● WRITTEN TASK
Copy out, exactly as written, only the line containing "wearing eyeglasses in this photo as pixel coordinates." and the lines after it through the end of the records.

● DATA FOR THIS TASK
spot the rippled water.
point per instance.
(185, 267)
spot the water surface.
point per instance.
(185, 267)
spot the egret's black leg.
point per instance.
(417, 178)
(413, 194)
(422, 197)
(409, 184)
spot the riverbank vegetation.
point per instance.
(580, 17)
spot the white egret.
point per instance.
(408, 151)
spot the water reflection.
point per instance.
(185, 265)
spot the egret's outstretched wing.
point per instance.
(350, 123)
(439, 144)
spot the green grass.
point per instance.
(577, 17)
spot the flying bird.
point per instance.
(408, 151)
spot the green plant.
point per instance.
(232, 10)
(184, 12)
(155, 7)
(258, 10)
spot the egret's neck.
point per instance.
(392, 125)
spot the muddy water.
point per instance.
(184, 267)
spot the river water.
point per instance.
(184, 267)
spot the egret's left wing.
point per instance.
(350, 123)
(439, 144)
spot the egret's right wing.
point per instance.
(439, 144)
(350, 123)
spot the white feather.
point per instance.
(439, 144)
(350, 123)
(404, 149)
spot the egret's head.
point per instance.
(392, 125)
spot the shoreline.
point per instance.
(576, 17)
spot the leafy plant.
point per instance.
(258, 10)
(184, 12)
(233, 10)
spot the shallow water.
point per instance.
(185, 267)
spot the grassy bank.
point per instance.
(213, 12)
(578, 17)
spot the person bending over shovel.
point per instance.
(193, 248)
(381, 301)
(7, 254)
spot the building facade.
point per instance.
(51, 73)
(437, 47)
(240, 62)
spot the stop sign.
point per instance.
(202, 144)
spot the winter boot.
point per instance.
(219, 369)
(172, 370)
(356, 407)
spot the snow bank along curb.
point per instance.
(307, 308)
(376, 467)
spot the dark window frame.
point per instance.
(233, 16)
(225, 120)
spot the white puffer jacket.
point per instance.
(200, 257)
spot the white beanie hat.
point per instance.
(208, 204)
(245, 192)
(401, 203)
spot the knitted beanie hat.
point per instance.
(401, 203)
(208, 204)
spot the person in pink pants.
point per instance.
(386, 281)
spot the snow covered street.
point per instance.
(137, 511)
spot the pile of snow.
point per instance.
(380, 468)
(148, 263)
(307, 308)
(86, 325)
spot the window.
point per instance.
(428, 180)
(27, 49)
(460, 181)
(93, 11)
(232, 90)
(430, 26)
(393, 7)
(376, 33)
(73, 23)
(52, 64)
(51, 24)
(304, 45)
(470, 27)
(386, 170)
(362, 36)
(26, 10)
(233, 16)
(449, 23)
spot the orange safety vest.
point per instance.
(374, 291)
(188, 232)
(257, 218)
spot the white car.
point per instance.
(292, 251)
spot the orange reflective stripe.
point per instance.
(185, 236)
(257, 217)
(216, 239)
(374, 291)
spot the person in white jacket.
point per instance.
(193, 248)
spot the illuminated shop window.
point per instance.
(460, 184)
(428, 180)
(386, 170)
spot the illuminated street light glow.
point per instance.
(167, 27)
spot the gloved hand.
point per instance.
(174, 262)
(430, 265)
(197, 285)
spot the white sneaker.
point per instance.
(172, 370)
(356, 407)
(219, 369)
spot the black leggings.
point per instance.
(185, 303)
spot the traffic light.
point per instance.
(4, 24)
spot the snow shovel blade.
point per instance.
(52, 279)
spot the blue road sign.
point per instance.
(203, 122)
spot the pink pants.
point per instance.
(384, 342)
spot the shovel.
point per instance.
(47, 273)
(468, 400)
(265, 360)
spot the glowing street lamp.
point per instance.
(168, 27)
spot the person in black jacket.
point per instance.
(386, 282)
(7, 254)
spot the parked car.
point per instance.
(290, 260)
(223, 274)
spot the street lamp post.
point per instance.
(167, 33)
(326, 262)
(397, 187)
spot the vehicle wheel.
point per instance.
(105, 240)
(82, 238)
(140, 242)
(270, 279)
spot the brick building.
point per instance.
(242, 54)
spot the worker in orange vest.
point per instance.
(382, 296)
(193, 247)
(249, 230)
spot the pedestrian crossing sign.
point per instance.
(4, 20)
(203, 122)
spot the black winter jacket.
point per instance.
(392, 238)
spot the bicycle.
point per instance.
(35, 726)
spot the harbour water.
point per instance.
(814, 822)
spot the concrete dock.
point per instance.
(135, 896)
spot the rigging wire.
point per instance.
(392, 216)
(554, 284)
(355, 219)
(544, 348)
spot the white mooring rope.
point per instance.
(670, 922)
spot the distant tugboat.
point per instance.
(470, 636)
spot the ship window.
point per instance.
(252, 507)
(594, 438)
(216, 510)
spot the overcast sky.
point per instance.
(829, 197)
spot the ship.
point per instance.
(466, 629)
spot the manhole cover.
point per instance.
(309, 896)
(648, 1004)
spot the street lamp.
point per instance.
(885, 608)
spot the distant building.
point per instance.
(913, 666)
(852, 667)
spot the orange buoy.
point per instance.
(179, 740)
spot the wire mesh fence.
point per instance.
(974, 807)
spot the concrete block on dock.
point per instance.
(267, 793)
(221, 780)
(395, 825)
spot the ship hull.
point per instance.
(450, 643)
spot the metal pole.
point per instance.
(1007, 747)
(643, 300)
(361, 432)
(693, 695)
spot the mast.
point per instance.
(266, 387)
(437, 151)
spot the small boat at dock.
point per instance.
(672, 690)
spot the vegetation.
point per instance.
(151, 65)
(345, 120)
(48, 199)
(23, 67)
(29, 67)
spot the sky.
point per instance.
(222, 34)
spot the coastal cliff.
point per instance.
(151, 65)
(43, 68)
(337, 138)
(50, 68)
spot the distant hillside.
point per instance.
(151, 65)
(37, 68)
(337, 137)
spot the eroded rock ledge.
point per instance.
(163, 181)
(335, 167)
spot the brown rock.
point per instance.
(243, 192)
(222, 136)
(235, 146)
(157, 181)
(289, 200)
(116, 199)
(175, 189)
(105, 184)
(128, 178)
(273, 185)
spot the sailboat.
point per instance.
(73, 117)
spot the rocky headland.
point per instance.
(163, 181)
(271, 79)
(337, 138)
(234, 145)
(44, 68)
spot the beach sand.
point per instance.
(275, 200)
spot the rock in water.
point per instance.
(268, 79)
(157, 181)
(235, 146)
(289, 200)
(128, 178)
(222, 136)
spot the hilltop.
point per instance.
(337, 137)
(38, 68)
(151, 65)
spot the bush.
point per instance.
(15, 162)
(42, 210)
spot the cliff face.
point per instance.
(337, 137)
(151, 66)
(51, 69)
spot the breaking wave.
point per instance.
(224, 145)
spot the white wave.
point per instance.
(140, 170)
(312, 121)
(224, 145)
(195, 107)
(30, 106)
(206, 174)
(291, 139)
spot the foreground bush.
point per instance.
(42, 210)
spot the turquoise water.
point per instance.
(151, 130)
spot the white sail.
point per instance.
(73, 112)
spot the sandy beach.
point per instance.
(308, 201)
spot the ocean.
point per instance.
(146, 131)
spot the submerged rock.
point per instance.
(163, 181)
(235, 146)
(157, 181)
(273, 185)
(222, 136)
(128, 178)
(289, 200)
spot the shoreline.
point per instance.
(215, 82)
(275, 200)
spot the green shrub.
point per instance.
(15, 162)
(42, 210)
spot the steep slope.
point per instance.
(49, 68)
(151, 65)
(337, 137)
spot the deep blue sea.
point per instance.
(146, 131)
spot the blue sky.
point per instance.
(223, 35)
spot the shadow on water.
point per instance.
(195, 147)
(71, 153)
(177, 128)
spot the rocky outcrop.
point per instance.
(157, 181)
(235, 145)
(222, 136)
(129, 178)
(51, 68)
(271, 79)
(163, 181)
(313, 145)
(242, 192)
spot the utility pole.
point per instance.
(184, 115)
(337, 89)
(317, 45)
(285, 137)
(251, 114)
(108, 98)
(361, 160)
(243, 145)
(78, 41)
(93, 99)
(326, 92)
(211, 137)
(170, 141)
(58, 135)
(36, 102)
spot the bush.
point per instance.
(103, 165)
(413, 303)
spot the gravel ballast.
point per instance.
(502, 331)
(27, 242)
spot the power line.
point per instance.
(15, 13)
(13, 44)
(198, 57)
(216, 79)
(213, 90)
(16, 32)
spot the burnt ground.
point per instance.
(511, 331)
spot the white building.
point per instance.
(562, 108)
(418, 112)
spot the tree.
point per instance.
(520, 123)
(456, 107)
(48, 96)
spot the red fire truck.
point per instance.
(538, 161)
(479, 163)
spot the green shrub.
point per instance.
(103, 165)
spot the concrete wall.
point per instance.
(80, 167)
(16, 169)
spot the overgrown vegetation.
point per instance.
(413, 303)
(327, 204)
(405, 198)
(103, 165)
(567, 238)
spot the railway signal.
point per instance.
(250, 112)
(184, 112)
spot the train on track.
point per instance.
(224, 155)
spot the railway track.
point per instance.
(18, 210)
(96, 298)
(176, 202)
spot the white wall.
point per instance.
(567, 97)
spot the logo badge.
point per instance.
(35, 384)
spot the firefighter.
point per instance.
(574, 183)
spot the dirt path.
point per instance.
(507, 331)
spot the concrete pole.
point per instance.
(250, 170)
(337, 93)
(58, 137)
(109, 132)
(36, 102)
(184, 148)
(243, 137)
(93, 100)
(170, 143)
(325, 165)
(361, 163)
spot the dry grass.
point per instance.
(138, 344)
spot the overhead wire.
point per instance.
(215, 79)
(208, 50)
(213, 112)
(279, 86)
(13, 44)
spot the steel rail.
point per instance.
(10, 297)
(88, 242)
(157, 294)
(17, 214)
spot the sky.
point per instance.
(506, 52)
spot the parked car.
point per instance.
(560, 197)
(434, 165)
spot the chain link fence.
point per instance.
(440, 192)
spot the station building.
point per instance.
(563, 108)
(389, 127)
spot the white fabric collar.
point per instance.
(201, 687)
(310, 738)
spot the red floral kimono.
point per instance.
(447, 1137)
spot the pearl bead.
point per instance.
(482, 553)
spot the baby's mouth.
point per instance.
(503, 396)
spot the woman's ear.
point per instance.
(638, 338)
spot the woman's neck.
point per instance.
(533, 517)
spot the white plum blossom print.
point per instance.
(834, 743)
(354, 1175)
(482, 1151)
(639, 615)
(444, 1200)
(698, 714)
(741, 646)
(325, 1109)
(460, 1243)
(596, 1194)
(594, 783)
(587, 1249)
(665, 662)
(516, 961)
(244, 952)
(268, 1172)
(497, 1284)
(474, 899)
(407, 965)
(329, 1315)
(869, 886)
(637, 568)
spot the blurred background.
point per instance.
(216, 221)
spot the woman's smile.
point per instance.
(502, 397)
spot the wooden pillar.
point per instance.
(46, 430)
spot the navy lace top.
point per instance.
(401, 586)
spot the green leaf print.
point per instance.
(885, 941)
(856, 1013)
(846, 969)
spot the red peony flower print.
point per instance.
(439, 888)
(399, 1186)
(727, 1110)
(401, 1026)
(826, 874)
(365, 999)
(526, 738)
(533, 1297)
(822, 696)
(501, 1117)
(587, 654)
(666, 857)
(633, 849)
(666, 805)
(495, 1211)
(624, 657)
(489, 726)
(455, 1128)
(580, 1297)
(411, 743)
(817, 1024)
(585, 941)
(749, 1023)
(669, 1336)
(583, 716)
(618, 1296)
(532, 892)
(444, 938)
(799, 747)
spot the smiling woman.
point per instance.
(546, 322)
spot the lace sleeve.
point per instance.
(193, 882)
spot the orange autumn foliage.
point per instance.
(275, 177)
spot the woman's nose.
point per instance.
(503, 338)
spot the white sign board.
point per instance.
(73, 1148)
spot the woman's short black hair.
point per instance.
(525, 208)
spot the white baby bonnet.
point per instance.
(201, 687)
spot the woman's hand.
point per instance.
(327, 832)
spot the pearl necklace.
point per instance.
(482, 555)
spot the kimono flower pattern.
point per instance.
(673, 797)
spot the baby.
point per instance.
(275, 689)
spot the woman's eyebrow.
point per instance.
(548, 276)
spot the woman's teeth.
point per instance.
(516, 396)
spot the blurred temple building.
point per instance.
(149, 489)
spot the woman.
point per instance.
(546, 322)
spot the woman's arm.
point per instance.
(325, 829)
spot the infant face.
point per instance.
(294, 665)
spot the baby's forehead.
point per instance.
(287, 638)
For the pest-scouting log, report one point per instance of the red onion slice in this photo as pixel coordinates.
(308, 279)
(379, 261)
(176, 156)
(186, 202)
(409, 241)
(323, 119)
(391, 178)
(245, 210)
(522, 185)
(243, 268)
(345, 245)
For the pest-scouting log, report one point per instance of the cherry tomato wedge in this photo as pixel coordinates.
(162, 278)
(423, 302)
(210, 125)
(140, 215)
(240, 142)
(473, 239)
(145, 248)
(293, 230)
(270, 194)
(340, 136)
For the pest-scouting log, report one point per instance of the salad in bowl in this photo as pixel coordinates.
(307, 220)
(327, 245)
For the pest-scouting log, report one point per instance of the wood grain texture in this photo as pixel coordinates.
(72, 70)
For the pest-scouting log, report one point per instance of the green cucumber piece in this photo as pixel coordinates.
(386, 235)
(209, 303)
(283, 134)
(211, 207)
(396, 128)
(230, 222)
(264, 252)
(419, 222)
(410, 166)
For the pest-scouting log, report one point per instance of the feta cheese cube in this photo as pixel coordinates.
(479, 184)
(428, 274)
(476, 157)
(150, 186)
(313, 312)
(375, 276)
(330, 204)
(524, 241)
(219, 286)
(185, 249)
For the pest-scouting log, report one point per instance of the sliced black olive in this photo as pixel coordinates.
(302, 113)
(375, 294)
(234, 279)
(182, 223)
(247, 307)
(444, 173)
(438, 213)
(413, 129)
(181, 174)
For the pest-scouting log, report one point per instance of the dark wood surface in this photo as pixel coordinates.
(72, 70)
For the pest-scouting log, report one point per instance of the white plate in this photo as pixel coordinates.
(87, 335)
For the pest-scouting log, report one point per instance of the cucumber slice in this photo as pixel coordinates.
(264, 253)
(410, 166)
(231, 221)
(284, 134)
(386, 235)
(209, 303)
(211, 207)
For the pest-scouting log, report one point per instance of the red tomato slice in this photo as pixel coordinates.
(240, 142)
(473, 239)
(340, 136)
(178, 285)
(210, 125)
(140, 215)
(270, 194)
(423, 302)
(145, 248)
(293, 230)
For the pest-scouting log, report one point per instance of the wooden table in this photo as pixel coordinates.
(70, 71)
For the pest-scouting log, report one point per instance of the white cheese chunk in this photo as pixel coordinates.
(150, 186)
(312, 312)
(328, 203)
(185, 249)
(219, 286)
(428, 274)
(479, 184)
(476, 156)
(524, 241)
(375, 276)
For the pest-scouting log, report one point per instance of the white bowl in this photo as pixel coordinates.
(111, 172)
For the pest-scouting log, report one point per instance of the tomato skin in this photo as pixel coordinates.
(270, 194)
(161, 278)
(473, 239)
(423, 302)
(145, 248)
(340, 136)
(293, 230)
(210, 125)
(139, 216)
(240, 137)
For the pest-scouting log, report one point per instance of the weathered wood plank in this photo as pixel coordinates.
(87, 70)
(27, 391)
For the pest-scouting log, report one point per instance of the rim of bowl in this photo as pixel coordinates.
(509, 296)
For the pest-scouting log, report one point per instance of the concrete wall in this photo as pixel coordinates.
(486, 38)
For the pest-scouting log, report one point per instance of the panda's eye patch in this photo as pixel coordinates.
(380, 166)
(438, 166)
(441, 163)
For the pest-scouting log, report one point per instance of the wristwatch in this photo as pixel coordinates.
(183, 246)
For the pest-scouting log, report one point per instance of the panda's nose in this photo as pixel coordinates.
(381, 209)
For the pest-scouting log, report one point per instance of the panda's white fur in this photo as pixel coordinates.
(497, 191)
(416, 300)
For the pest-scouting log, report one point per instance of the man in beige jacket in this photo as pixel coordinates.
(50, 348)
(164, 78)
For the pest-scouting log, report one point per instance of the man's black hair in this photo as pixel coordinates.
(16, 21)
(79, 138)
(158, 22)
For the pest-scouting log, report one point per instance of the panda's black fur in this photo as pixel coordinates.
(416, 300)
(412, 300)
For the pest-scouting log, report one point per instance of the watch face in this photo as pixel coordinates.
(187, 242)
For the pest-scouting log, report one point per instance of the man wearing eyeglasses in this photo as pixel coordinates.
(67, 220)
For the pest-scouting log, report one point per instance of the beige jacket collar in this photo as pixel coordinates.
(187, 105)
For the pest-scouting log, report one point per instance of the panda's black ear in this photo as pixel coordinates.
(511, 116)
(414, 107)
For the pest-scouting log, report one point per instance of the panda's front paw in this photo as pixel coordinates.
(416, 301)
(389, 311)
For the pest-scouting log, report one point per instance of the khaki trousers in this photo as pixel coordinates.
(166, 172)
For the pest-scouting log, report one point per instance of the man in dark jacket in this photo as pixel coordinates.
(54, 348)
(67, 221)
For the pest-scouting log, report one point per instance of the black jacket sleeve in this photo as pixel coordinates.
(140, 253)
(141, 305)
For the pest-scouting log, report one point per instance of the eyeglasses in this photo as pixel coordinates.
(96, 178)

● RESULT OF THIS EXERCISE
For the pest-scouting log, report one point per instance of the man wearing eyeglasses in this photo as pixel coordinates.
(67, 220)
For the pest-scouting log, report one point per instance of the beige jacket collar in this photo as pixel coordinates.
(187, 105)
For the pest-scouting log, report one point per instance of the panda's black ear in this photo as pixel coordinates.
(511, 116)
(414, 107)
For the pest-scouting log, report one point per instance of the panda's front paw in this photo as pixel coordinates.
(416, 301)
(389, 311)
For the pest-scouting log, report one point per instance of the khaki trousers in this photo as pixel coordinates.
(166, 172)
For the pest-scouting log, report one point per instance of the man in dark jacket in this photo as pixel coordinates.
(54, 348)
(67, 221)
For the pest-scouting log, report one point per instance of the black jacket sleeve in this photo as pixel coordinates.
(140, 253)
(141, 305)
For the pest-scouting log, report one point per instance of the eyeglasses in this photo as pixel coordinates.
(96, 178)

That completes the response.